=== To-do list ===
- A) Decide whether each statement agrees with the passage about teaching adults, answering yes or no and quoting the deciding words: (i) The writer attended drama school in the early '90s. (ii) The writer first saw Notes on a Scandal after becoming a teacher. (iii) In the film, the older colleague is played by Judi Dench.
- B) Please carry on the passage about teaching adults, picking up after its final sentence.

# start of Text passage

I wonder if the inference that teaching adults is a little bit like Saturday night up the Playboy Mansion derives from misty, water-coloured memories of people’s own post-school education in different times.

When I was at drama school in the early ‘90s, teachers and students were at it left, right and centre. Pals who went to university in the olden days also recall a good deal of shaggery between staff and students. I didn’t find it particularly weird before I was a teacher, they’re all consenting adults after all, but now… Now it all feels very different.

I see myself in a quasi-parental role to students; all my students, regardless of age. Not in a patronising pat on the head way, but the acknowledgement that my duty of care is not only to help them learn stuff, but to support them, even to advocate for them when necessary. So no matter how equal I try to make my classroom community, there will always be a difference in status between my adult students and me.

Disparities in status

I recently watched a film I haven’t seen for ages and it got me thinking. Notes on a Scandal. Have you seen it? It’s the one where Cate Blanchett plays a 30-something secondary school teacher who has a sexual relationship with a 15-year old-pupil, which is uncovered by an older colleague played by Judi Dench.

I remember seeing it when it first came out in 2006, which was before I was a teacher. I remember feeling not exactly sympathetic to Cate Blanchett’s character, but definitely not repulsed by her. I remember thinking, “Well he’s very mature for an almost 16-year-old lad and she’s a stone-cold fox”. “He did all the seducing so it can’t be all her fault.” “She was dead naive being taken advantage of by that sex-pest teenager.”

# end of Text passage
# start of Listed records

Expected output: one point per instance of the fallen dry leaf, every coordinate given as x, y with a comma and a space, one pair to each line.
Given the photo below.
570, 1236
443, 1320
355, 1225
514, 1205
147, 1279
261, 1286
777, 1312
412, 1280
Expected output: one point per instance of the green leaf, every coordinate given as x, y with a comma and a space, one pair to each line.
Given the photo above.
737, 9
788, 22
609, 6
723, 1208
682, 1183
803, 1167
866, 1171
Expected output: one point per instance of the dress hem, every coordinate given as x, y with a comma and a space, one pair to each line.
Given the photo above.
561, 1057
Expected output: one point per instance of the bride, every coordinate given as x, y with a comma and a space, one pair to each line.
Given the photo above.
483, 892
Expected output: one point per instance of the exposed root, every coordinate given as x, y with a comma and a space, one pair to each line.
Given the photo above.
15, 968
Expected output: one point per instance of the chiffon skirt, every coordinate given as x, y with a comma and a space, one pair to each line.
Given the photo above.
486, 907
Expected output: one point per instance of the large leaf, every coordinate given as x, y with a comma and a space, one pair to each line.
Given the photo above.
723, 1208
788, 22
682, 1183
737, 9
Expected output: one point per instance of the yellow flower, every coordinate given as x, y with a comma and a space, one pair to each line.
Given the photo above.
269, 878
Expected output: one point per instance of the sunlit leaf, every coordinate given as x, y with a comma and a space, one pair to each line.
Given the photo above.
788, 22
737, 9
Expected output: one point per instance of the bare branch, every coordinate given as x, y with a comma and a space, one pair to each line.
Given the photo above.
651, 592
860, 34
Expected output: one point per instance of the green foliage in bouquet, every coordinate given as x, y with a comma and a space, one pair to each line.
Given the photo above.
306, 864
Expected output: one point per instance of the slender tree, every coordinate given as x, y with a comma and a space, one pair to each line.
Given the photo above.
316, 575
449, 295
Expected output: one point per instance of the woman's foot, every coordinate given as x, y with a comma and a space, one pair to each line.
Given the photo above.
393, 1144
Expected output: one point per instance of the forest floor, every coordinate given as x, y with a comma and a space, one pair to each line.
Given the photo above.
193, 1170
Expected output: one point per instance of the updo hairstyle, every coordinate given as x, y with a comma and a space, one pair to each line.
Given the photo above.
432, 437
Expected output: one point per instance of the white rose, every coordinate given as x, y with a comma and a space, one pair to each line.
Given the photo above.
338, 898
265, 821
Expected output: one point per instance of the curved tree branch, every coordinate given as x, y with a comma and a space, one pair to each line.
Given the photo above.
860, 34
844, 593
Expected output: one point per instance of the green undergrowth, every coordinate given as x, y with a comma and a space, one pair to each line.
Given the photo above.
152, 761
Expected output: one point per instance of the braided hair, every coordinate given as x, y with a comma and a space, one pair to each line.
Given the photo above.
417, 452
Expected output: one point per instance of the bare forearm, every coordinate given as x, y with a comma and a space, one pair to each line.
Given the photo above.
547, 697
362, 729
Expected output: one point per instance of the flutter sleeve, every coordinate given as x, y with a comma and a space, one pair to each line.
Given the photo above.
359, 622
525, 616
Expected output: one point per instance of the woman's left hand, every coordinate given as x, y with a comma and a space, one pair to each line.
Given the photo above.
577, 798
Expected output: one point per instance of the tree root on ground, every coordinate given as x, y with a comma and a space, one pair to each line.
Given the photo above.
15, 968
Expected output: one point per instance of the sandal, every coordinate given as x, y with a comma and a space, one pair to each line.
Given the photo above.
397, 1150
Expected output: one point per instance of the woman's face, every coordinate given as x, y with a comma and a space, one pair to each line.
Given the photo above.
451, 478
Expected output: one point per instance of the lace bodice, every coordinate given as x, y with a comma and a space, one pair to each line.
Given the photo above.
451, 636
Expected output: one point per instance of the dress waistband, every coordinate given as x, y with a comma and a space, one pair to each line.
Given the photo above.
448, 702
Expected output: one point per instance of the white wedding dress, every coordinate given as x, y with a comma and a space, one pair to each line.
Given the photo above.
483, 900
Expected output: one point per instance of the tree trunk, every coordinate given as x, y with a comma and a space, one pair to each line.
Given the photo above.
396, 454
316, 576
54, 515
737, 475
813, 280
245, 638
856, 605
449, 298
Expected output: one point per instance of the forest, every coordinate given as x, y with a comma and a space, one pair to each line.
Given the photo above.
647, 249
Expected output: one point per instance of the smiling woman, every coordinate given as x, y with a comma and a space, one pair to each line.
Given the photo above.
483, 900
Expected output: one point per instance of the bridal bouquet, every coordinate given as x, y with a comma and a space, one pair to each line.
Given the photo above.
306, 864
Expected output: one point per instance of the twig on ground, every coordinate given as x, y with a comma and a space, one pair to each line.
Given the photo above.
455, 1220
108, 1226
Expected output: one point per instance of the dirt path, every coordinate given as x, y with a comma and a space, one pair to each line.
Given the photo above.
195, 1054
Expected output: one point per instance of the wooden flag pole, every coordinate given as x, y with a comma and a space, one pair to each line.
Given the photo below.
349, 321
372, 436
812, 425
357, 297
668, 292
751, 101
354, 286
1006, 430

# end of Listed records
# start of Listed records

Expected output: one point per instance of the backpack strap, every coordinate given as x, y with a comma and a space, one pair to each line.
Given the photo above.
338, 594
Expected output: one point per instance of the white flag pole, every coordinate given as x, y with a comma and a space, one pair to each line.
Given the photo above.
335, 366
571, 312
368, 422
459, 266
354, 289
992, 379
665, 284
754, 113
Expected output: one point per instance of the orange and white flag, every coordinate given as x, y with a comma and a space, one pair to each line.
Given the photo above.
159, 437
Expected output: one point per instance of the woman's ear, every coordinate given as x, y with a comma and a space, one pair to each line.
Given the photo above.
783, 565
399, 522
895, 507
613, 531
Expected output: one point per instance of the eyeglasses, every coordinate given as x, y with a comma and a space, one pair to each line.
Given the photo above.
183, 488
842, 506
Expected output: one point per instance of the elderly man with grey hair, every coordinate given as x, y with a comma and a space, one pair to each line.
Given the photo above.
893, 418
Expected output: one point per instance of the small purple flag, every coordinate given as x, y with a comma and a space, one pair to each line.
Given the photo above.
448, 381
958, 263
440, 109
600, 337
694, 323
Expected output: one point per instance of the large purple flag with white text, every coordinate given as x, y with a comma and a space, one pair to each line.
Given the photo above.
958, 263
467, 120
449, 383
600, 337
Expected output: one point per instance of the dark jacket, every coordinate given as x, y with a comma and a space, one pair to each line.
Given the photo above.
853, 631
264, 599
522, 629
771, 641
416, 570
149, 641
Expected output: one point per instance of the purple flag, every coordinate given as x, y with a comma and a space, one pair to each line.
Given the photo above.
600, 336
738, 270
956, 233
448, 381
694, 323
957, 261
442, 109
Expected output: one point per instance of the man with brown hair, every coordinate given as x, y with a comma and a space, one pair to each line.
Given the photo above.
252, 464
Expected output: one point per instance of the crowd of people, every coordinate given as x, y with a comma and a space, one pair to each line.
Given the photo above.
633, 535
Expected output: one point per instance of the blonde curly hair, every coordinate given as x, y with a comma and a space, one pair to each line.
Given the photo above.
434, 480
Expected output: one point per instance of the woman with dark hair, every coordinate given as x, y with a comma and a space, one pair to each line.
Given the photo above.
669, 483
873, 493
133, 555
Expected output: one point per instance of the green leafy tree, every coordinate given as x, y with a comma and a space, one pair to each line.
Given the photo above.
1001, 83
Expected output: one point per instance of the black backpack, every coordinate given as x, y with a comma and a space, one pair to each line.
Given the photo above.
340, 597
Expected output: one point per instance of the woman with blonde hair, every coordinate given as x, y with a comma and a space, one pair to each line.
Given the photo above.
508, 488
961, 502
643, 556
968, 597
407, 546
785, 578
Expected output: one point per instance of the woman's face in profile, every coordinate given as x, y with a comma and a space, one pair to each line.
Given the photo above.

# end of Listed records

=== Results of the tasks ===
- A)
(i) Yes: "When I was at drama school in the early ‘90s"
(ii) No: "I remember seeing it when it first came out in 2006, which was before I was a teacher."
(iii) Yes: "which is uncovered by an older colleague played by Judi Dench."

- B)
I recently rewatched it and had a very different reaction. Now 13 years have passed, now I’m 11 years into a teaching career, now I’m the mum of an almost 16-year-old lad. I found it hard to watch the romantic scenes. I found myself looking away from the screen when they had sex. My reaction was clear. NO. NO. NO. Send that pathetic, narcissistic, delusional woman to prison immediately.

Obviously that fictional relationship was not just wildly inappropriate, but illegal. The curious questioning I’ve encountered about student-teacher relationships assume consenting adults are involved. However, post-Weinstein, post-#MeToo, I wonder if considerations of disparities in status, rather than simply ticking the box marked “consenting adults”, are gaining traction. I wonder if those questions might suddenly seem inappropriate to even ask.